> **VORLIEGENDER TEXT**:
━━━
Schon die Rhetorik ist falsch. Welche Krise? Die Phase, in der sich die Weltwirtschaft befindet, ist der neue Normalzustand. Er führt zu einer globalen Ungerechtigkeit, die in ihrer Dimension noch kaum erfasst ist. Einer der Gewinner sind die Deutschen. Es ist eine neue Zinsungerechtigkeit.
Dazu hat das Leibniz-Institut für Wirtschaftsforschung Halle (IWH) Folgendes ausgerechnet: Allein im Bundeshaushalt sparte Deutschland seit 2010 100 Milliarden Euro an Zinskosten. Das Land ist insgesamt mit rund 2,2 Billionen Euro verschuldet. Jeden Tag laufen alte Schuldentitel aus und werden durch neue bezahlt, zu niedrigeren Zinsen als die alten. Der Grund: Banken, Versicherer und Investoren wollen ihr Geld sicher anlegen. Also in deutschen Staatsanleihen. Wenn alle ihr Geld nach Deutschland schicken, sinken hier die Zinsen. Die Deutsche Bundesbank rechnete auf taz-Anfrage aus, dass sich der Effekt für den Gesamthaushalt sogar auf 140 Milliarden Euro Einsparung seit 2007 beläuft. Das ist weit mehr, als bei einem Totalausfall der griechischen Schulden für den deutschen Fiskus verlorenginge – rund 90 Milliarden.
━━━
> **WAS ZU TUN IST**:
A – Fasse im Text über die deutschen Zinsersparnisse den Absatz, der mit „Dazu hat das Leibniz-Institut“ beginnt, als kurze Stichpunktliste zusammen. Behalte dabei seine wichtigsten Fakten bei.
B – Schreibe aus dem Text über die deutschen Zinsersparnisse die Stelle wortgetreu ab. Sie beginnt bei „Dazu hat das“ und endet bei „rund 90 Milliarden.“.

Gespeicherte Einträge:
━━━
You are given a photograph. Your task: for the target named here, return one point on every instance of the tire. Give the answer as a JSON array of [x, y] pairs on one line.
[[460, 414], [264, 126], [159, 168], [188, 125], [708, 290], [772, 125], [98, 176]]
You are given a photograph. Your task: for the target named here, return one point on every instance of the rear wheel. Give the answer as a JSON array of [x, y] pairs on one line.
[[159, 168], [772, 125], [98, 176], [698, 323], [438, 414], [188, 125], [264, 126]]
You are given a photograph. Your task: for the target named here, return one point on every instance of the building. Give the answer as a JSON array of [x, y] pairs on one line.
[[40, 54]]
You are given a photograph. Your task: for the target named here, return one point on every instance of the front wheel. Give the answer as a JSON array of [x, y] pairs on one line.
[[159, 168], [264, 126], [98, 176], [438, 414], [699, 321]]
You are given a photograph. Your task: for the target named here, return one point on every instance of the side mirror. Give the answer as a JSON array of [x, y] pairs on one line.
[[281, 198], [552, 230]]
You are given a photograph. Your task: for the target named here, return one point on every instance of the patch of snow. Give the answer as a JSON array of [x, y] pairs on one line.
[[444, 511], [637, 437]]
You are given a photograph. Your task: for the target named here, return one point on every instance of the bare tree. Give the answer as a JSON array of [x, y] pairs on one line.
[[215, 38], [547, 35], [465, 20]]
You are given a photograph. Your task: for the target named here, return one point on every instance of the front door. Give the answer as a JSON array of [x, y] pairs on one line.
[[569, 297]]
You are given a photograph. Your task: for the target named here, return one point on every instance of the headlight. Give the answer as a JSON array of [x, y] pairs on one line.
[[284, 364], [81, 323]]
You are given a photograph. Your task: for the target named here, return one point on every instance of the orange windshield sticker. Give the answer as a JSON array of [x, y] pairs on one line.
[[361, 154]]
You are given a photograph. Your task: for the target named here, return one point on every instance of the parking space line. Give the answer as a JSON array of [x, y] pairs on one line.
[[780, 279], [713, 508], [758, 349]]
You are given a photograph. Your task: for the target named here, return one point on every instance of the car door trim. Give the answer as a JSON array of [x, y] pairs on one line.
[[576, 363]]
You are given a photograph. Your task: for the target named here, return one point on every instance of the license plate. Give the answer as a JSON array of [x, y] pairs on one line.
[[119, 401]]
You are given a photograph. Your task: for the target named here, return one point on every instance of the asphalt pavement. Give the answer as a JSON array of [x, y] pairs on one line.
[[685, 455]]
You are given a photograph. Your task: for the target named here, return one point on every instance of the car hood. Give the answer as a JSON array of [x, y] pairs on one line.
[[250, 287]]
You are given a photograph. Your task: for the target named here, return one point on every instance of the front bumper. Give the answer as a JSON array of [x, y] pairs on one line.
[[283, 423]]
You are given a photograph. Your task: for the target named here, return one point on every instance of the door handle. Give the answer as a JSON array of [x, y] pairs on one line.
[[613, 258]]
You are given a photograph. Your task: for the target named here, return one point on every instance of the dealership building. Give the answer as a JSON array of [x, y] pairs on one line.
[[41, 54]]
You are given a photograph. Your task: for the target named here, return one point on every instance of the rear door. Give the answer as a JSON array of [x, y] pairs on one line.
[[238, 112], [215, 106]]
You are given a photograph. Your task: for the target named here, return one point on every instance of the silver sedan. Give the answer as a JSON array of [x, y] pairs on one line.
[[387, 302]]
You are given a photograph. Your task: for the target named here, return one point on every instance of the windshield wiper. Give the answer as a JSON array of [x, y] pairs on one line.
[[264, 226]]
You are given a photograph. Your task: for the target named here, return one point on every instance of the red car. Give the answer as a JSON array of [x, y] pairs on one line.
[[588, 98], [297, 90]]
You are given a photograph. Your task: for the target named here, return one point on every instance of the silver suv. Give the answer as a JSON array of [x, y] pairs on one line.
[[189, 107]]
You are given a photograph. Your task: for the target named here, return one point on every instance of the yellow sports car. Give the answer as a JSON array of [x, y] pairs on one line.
━━━
> **LÖSUNGEN**:
A –
- Laut IWH hat Deutschland seit 2010 allein im Bundeshaushalt 100 Milliarden Euro an Zinskosten gespart.
- Die Gesamtverschuldung liegt bei rund 2,2 Billionen Euro.
- Täglich werden auslaufende Schuldentitel durch neue mit niedrigeren Zinsen ersetzt.
- Der Grund: Banken, Versicherer und Investoren legen ihr Geld sicher in deutschen Staatsanleihen an. Dadurch sinken hier die Zinsen.
- Nach einer Berechnung der Bundesbank auf taz-Anfrage beläuft sich die Einsparung für den Gesamthaushalt seit 2007 sogar auf 140 Milliarden Euro.
- Das ist weit mehr als die rund 90 Milliarden Euro, die dem Fiskus bei einem Totalausfall der griechischen Schulden verlorengingen.

B –
Dazu hat das Leibniz-Institut für Wirtschaftsforschung Halle (IWH) Folgendes ausgerechnet: Allein im Bundeshaushalt sparte Deutschland seit 2010 100 Milliarden Euro an Zinskosten. Das Land ist insgesamt mit rund 2,2 Billionen Euro verschuldet. Jeden Tag laufen alte Schuldentitel aus und werden durch neue bezahlt, zu niedrigeren Zinsen als die alten. Der Grund: Banken, Versicherer und Investoren wollen ihr Geld sicher anlegen. Also in deutschen Staatsanleihen. Wenn alle ihr Geld nach Deutschland schicken, sinken hier die Zinsen. Die Deutsche Bundesbank rechnete auf taz-Anfrage aus, dass sich der Effekt für den Gesamthaushalt sogar auf 140 Milliarden Euro Einsparung seit 2007 beläuft. Das ist weit mehr, als bei einem Totalausfall der griechischen Schulden für den deutschen Fiskus verlorenginge – rund 90 Milliarden.